◆ **TASK DIRECTIONS**:
In full and without alteration, give the listing again.

◆ **PROVIDED RECORDS**:
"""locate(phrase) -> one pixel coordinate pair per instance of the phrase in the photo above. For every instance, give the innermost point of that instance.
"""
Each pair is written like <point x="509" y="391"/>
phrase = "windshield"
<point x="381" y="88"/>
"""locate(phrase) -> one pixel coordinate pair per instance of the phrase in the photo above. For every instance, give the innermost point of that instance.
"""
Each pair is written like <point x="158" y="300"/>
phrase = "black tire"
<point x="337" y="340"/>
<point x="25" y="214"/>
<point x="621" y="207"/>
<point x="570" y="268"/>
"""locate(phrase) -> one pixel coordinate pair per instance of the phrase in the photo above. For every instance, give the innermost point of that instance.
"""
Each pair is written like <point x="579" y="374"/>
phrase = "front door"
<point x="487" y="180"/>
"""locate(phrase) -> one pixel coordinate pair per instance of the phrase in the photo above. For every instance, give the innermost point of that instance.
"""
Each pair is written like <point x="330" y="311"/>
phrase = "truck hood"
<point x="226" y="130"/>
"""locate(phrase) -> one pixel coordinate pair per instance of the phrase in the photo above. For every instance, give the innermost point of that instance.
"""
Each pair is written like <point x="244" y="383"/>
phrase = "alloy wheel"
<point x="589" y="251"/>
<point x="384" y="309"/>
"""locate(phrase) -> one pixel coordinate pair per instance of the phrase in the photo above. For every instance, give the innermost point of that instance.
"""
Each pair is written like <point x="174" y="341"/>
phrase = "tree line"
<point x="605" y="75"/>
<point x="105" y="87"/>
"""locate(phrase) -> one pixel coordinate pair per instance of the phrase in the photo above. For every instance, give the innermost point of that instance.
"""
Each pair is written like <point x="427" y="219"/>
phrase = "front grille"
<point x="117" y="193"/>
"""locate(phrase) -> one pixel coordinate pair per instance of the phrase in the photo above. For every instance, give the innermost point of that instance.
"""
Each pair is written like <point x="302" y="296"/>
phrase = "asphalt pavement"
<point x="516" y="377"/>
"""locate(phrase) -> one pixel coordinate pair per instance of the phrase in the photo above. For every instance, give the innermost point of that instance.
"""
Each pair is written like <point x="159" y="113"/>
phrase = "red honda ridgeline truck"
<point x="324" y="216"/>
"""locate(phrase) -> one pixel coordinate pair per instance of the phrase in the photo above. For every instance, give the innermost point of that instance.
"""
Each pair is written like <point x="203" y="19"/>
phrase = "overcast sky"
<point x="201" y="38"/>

◆ **CORRECT OUTPUT**:
"""locate(phrase) -> one pixel coordinate pair per instance of the phrase in the photo above. For every instance, give the innermost point of that instance.
"""
Each pair is written like <point x="509" y="391"/>
phrase = "windshield"
<point x="381" y="88"/>
"""locate(phrase) -> one pixel coordinate pair per instance of the phrase in the photo above. For every instance, give the innermost point of that instance.
"""
Each pair is written like <point x="158" y="300"/>
phrase = "black tire"
<point x="337" y="340"/>
<point x="25" y="214"/>
<point x="621" y="207"/>
<point x="570" y="268"/>
"""locate(phrase) -> one pixel coordinate pair per instance of the phrase in the photo above. For every instance, give the innermost point of that instance.
"""
Each pair is written like <point x="579" y="374"/>
phrase = "front door"
<point x="487" y="180"/>
"""locate(phrase) -> one pixel coordinate pair per instance of the phrase in the photo above. For every instance, give the innermost point of that instance.
"""
Each pair is written like <point x="330" y="311"/>
phrase = "truck hood"
<point x="226" y="130"/>
"""locate(phrase) -> one pixel coordinate pair per instance of the phrase in the photo above. For every instance, give the innermost point of that instance.
"""
Each pair is written like <point x="244" y="383"/>
phrase = "alloy wheel"
<point x="589" y="251"/>
<point x="384" y="309"/>
"""locate(phrase) -> one pixel coordinate pair per instance of the phrase in the photo above. For every instance, give the innermost point of that instance.
"""
Each pair is written like <point x="174" y="341"/>
phrase = "tree line"
<point x="605" y="75"/>
<point x="105" y="87"/>
"""locate(phrase) -> one pixel coordinate pair per instance of the phrase in the photo above. For every instance, give the innermost point of that instance.
"""
Each pair is written like <point x="427" y="219"/>
phrase = "front grille"
<point x="117" y="193"/>
"""locate(phrase) -> one pixel coordinate pair per instance of the phrase in the photo above. For every instance, give the innermost point of that instance.
"""
Each pair is written like <point x="302" y="296"/>
phrase = "asphalt pavement"
<point x="516" y="377"/>
"""locate(phrase) -> one pixel coordinate pair per instance of the phrase in the photo above. For every instance, give the innermost point of that instance.
"""
Each pair is written like <point x="159" y="113"/>
phrase = "red honda ridgeline truck"
<point x="324" y="216"/>
"""locate(phrase) -> one pixel coordinate pair per instance of the phrase in the photo above. For every instance, give the innermost point of that instance.
"""
Each pair is written like <point x="203" y="19"/>
phrase = "overcast sky"
<point x="201" y="38"/>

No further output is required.